=== Your tasks ===
1: Transcribe the stretch of the article on LA County coronavirus hospitalizations from "Dr. Anthony Fauci, the" through "at this point.".
2: In the article on LA County coronavirus hospitalizations, translate this sentence into Spanish: "The Providence network of local clinics also reported increased demand at its San Fernando Valley sites that included Pacoima, Reseda and Canoga Park."

LA County coronavirus hospitalizations log four-fold increase in just one month
The troubling Delta variant sent more coronavirus-infected Los Angeles County residents to hospitals on Monday, Aug. 2. Nonetheless, a new month brought new hope that more people were heeding recent messaging from public health officials to get vaccinated.
The state reported 1,138 people were hospitalized with COVID-19, a jump of 42 from Sunday; 248 patients were intensive care, a jump of 12 from the day before. The statistics reflect a nearly four-fold increase just one month’s time — on July 2, only 280 people were hospitalized the virus.
With numbers likely reflecting a lag caused by scale-back weekend record-keeping, officials reported 2,361 new cases of COVID-19 and five more deaths on Monday. The totals since the pandemic began rose to 1,305,704 positive cases and 24,690 deaths.
While the human toll remained sobering, glimmers were emerging that more people were getting the vaccine, the key weapon public health officials have tapped to fight the .
The number of people getting their first jab shot up 40%, compared to the week before at Cedars-Sinai Medical Center, according to the hospital, which proclaimed in a statement that “more people are finally getting their shot.”
Six hundred people were vaccinated at the hospital, consistent with statewide increases showing that the number of first doses ticked up by 20% in the week of July 19 compared to July 12.
The Providence network of local clinics also reported increased demand at its San Fernando Valley sites that included Pacoima, Reseda and Canoga Park.
“At our San Fernando Valley clinics, we’ve seen increased demand for pop-up clinics, which we have been conducting in partnerships with churches and faith-based organizations,” said Anthony Ortiz Luis, director of community health investment in the valley. “In the last month, we’ve averaged more than 125 individuals at the pop up clinics we’ve conducted at churches.”
That was a considerable spike from June, when the pop-up clinics were averaging around the 50 to 75 appointments per clinic.
L.A. County, in general, has seen two weeks in a row of upticks in the number of people getting a first dose. Ferrer said last week that between July 19 and July 25, about 70,000 doses were administered in the county, up about 7,500 from the week before.
“Any increase in the number of individuals being vaccinated at this point is very welcome news,” said infectious disease specialist Dr. Soniya Gandhi, vice president of Medical Affairs and associated chief medial officer at Cedars-Sinai.
Dr. Anthony Fauci, the nation’s top infectious-disease expert, said over the weekend he doesn’t foresee additional lockdowns in the U.S. because he believes enough people are vaccinated to avoid a recurrence of last winter’s mammoth number. Many public health experts locally concur.
However, Fauci stopped short of saying enough people are inoculated to “crush the outbreak” at this point.

(Stored data entries)

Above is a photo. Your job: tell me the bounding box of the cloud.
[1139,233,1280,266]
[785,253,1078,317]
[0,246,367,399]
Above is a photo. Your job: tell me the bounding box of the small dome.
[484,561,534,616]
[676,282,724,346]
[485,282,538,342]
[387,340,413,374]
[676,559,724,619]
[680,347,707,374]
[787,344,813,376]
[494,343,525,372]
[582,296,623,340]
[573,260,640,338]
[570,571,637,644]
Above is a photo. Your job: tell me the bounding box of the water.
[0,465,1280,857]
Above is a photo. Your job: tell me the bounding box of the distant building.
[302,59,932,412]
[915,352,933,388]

---

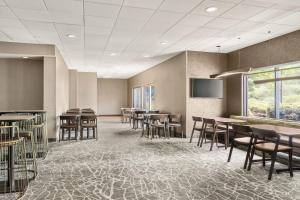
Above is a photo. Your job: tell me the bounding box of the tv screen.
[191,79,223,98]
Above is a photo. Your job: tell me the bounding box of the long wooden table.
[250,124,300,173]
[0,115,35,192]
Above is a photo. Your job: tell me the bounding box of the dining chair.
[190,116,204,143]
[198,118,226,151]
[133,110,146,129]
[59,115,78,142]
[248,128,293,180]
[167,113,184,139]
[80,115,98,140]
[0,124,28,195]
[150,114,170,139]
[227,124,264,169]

---

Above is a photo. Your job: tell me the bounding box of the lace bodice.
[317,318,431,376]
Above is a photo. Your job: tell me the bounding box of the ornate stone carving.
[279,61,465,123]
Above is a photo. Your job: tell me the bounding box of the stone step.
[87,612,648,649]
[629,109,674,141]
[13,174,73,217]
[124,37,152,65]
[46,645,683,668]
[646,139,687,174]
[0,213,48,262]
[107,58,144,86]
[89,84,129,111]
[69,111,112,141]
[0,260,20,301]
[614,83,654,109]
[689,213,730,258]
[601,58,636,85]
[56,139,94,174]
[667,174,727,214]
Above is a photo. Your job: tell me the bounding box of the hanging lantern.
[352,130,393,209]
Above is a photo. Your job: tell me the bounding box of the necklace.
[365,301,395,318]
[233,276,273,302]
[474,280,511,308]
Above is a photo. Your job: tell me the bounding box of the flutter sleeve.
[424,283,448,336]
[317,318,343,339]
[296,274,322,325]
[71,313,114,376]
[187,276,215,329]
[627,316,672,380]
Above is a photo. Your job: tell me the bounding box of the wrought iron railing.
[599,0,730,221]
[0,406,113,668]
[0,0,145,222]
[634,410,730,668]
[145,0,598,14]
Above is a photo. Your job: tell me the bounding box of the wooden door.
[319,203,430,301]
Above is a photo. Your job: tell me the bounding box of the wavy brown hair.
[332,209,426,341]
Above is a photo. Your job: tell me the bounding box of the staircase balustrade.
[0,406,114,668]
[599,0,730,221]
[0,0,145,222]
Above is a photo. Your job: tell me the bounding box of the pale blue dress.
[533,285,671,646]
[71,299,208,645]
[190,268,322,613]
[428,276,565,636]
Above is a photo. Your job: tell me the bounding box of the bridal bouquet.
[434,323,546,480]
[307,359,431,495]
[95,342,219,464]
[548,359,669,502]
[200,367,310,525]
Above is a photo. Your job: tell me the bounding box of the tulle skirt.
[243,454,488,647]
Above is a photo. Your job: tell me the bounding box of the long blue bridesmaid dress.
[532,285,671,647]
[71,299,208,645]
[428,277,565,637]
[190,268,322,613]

=== Exercise results ===
1:
Dr. Anthony Fauci, the nation’s top infectious-disease expert, said over the weekend he doesn’t foresee additional lockdowns in the U.S. because he believes enough people are vaccinated to avoid a recurrence of last winter’s mammoth number. Many public health experts locally concur.
However, Fauci stopped short of saying enough people are inoculated to “crush the outbreak” at this point.

2: La red Providence de clínicas locales también informó de un aumento de la demanda en sus centros del Valle de San Fernando, entre ellos Pacoima, Reseda y Canoga Park.